**EXERCISE BRIEF**: Starting at the line containing "If you could tag every instance of the eyebrow" and ending with the line containing "point(60, 320)", give the lines of the listing below as a numbered list, leaving out any blank lines.

**INPUT ROWS**:
***

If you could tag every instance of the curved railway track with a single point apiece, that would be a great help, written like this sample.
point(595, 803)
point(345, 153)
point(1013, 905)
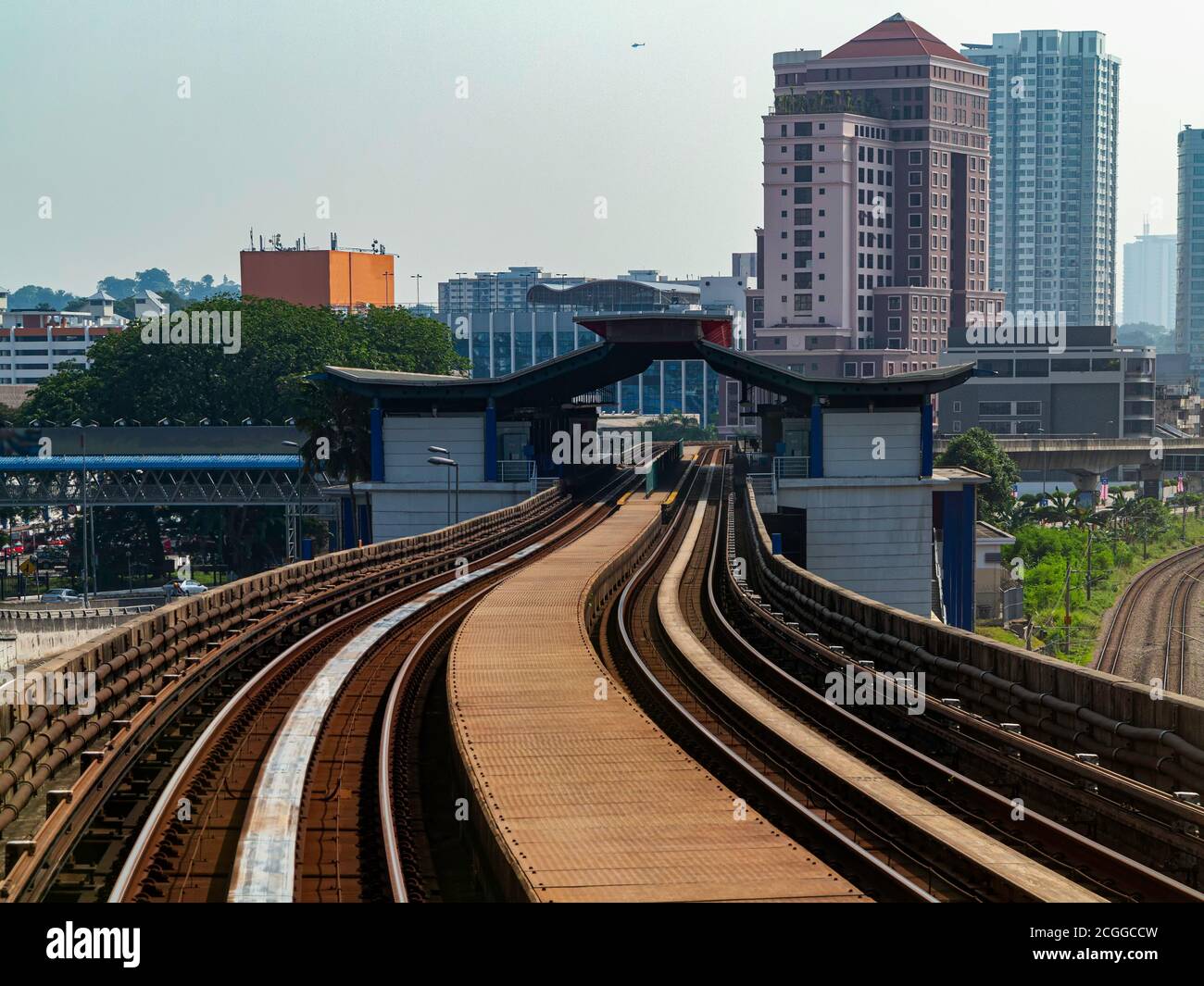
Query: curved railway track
point(1052, 861)
point(306, 782)
point(1148, 633)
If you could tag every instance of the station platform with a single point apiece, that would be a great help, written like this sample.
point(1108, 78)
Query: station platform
point(586, 798)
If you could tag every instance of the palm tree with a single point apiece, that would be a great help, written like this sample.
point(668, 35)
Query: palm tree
point(1060, 508)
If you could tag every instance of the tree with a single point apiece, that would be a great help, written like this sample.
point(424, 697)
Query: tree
point(281, 345)
point(155, 280)
point(34, 295)
point(976, 449)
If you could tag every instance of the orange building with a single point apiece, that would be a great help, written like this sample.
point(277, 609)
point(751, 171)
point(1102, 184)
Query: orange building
point(338, 279)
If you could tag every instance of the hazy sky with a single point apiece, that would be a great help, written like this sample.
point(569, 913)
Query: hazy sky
point(357, 100)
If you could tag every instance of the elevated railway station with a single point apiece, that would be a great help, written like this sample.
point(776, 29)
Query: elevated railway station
point(621, 685)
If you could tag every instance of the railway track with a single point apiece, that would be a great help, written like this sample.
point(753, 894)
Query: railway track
point(1148, 634)
point(306, 782)
point(77, 853)
point(814, 750)
point(1135, 821)
point(627, 645)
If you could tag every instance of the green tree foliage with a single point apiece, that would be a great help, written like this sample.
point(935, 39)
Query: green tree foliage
point(32, 295)
point(281, 343)
point(266, 381)
point(976, 449)
point(674, 426)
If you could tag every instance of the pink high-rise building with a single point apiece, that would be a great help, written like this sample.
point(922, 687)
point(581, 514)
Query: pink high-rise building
point(877, 177)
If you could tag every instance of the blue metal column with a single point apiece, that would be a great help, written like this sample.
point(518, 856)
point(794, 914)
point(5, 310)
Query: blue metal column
point(967, 560)
point(950, 533)
point(926, 437)
point(348, 523)
point(490, 442)
point(815, 466)
point(376, 420)
point(958, 559)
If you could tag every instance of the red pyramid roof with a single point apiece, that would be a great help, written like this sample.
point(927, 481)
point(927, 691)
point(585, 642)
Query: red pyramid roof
point(894, 37)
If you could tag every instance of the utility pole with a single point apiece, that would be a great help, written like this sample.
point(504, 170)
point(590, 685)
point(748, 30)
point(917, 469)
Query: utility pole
point(1090, 528)
point(83, 512)
point(1066, 646)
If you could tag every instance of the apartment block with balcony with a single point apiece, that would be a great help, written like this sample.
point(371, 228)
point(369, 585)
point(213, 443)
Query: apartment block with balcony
point(1054, 104)
point(34, 343)
point(1190, 261)
point(877, 192)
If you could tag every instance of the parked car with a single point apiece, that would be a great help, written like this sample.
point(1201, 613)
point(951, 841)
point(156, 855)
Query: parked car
point(61, 596)
point(184, 588)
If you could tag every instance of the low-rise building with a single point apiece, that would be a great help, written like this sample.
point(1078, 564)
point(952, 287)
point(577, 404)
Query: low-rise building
point(34, 342)
point(1090, 385)
point(991, 574)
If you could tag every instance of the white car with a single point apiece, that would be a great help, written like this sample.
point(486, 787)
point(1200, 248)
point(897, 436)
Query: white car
point(184, 588)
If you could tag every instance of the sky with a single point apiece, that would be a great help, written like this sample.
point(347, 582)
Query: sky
point(465, 135)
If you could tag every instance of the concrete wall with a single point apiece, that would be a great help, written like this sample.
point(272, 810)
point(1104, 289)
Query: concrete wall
point(874, 541)
point(39, 634)
point(849, 443)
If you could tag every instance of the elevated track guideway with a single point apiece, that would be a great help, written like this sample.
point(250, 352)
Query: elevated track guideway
point(630, 716)
point(242, 761)
point(1156, 632)
point(581, 794)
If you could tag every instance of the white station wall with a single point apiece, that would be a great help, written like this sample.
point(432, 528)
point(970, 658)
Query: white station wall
point(872, 540)
point(406, 441)
point(849, 442)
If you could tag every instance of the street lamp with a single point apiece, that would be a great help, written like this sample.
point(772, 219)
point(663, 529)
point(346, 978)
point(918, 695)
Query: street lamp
point(300, 525)
point(1046, 462)
point(445, 460)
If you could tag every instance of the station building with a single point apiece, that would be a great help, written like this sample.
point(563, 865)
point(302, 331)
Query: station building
point(846, 480)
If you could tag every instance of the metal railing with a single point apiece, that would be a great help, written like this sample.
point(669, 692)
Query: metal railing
point(761, 483)
point(514, 469)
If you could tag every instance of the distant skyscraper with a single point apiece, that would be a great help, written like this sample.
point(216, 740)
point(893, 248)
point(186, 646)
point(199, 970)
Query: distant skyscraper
point(875, 193)
point(1190, 280)
point(1054, 106)
point(1150, 280)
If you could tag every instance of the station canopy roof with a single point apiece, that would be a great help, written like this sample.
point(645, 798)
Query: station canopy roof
point(630, 344)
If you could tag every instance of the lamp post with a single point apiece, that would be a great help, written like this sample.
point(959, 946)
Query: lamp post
point(446, 460)
point(1046, 461)
point(300, 524)
point(83, 512)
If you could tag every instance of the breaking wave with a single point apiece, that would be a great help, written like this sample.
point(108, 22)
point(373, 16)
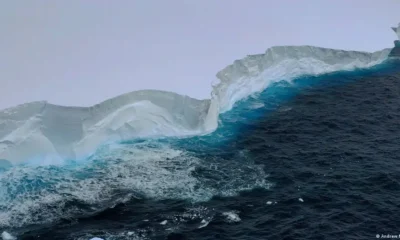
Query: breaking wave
point(72, 162)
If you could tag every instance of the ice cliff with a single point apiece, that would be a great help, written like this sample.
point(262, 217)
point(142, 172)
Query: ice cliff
point(51, 133)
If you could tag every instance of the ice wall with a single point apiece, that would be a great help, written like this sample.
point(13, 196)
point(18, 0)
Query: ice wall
point(48, 133)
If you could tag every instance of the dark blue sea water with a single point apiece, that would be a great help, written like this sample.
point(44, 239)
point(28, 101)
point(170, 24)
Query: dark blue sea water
point(317, 158)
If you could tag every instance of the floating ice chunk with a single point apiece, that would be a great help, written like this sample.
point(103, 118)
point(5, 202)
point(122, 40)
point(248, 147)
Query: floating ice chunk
point(231, 216)
point(163, 222)
point(6, 236)
point(204, 223)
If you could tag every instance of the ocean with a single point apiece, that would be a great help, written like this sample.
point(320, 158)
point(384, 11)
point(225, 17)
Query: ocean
point(316, 157)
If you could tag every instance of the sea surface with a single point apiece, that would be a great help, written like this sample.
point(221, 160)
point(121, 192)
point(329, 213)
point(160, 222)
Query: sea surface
point(313, 158)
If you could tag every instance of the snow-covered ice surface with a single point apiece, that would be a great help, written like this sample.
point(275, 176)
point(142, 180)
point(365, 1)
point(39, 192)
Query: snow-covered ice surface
point(44, 133)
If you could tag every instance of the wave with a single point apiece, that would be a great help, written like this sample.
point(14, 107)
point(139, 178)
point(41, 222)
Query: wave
point(48, 134)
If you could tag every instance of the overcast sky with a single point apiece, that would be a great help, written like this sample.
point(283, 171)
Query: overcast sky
point(82, 52)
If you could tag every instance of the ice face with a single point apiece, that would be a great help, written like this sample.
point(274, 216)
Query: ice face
point(397, 31)
point(47, 133)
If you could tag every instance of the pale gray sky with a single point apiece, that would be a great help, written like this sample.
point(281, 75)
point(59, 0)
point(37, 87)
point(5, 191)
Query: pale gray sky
point(76, 52)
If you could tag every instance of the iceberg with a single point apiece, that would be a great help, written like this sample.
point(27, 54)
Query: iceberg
point(51, 133)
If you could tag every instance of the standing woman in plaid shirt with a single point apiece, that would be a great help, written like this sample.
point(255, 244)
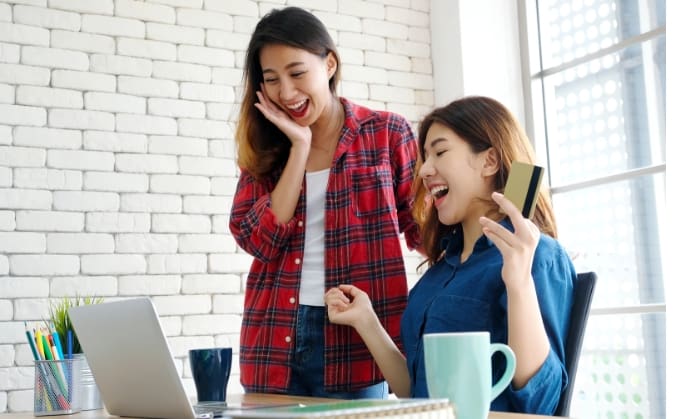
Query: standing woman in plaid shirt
point(324, 193)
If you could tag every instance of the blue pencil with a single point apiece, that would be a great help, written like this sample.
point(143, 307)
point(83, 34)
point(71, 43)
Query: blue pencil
point(31, 342)
point(69, 344)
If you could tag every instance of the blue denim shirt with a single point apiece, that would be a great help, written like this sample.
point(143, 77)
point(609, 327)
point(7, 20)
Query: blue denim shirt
point(455, 297)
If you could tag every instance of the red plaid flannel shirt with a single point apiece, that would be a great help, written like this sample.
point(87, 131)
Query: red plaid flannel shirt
point(367, 207)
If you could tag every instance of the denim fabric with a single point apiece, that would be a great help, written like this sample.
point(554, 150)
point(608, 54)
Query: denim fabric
point(308, 361)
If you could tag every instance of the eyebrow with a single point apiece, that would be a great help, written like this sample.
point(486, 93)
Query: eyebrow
point(290, 65)
point(433, 143)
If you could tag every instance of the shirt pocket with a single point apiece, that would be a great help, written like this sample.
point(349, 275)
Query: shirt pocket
point(453, 313)
point(372, 191)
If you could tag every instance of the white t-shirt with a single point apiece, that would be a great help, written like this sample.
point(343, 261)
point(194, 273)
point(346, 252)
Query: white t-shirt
point(312, 286)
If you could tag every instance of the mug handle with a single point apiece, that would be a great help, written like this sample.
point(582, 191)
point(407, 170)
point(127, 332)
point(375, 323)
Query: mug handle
point(504, 381)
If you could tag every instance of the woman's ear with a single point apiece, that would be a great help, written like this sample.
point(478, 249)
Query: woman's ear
point(491, 162)
point(332, 64)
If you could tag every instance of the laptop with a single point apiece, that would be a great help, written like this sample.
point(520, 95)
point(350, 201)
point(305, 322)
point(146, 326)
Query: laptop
point(131, 361)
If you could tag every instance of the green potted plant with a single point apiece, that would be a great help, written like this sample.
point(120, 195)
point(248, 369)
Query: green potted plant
point(58, 317)
point(60, 320)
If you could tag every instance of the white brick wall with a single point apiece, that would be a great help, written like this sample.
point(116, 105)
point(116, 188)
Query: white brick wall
point(117, 161)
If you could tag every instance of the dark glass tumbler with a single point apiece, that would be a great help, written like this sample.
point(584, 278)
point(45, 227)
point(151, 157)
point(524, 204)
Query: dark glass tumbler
point(210, 369)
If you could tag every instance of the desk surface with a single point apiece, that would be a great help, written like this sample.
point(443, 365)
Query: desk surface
point(251, 398)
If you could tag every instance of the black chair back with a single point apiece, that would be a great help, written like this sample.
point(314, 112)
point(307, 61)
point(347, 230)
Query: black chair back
point(582, 296)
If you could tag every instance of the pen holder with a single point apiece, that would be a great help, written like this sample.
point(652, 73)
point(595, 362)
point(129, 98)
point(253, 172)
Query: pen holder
point(57, 387)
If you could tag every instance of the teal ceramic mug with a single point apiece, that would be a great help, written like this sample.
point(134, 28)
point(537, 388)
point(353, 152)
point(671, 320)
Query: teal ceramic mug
point(458, 367)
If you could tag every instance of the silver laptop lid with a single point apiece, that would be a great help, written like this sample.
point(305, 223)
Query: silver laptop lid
point(130, 359)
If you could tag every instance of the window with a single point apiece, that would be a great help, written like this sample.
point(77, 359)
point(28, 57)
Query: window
point(596, 111)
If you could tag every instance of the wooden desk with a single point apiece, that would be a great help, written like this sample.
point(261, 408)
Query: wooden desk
point(247, 398)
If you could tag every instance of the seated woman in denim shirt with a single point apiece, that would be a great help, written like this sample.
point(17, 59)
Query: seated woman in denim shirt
point(489, 268)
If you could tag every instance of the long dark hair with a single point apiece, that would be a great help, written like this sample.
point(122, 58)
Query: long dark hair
point(483, 123)
point(262, 147)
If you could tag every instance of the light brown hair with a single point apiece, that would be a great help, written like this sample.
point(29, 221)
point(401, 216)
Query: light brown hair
point(483, 123)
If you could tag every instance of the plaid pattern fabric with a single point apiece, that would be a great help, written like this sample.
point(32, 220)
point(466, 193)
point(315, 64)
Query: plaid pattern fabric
point(367, 207)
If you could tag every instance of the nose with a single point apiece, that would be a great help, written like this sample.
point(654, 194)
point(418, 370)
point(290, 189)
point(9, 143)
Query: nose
point(426, 170)
point(286, 90)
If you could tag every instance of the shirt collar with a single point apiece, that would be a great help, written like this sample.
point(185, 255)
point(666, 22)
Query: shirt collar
point(452, 243)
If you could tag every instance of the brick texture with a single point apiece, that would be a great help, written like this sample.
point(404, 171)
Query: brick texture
point(117, 160)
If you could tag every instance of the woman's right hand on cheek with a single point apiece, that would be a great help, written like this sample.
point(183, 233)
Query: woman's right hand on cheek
point(297, 134)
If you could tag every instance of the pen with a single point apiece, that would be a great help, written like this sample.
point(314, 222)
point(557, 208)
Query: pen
point(57, 342)
point(69, 343)
point(50, 357)
point(59, 365)
point(38, 341)
point(31, 342)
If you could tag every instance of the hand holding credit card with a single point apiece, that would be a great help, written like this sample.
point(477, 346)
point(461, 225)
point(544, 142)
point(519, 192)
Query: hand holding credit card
point(523, 186)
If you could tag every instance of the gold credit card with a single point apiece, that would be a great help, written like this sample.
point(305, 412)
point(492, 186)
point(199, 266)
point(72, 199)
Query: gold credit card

***

**EXERCISE ANSWER**:
1. If you could tag every instance of the eyebrow with a single point apiece, that would be a great help, written like this sample.
2. point(486, 93)
3. Query: eyebrow
4. point(290, 65)
5. point(433, 143)
6. If you could tag every instance of the shirt pocket with a single point apiece, that would be a great help, written like this sample.
7. point(349, 275)
8. Query: shirt pocket
9. point(453, 313)
10. point(372, 191)
11. If you could tag every instance of the white t-shirt with a single point apiece, that would be a great help, written like this sample.
12. point(343, 261)
13. point(194, 273)
14. point(346, 252)
15. Query: white t-shirt
16. point(312, 286)
17. If you could tag every instance of the mug handle with a single point apiece, that would be a great help, written like this sample.
18. point(582, 191)
19. point(407, 170)
20. point(127, 332)
21. point(375, 323)
22. Query: mug handle
23. point(504, 381)
24. If you could tag every instance of the woman's ear with a single point apiece, that would be a great help, written like this sample.
25. point(478, 249)
26. Query: woman's ear
27. point(491, 162)
28. point(332, 64)
29. If you could tag every instance of the laptop with a single point apiece, that would be a great help, written like this sample.
30. point(520, 95)
31. point(350, 201)
32. point(305, 322)
33. point(146, 326)
34. Query: laptop
35. point(131, 361)
36. If you could tag every instance of the green potted plant with a single point apiece, that would be a great help, written like this sample.
37. point(120, 195)
38. point(248, 369)
39. Query: green potted plant
40. point(58, 317)
41. point(60, 320)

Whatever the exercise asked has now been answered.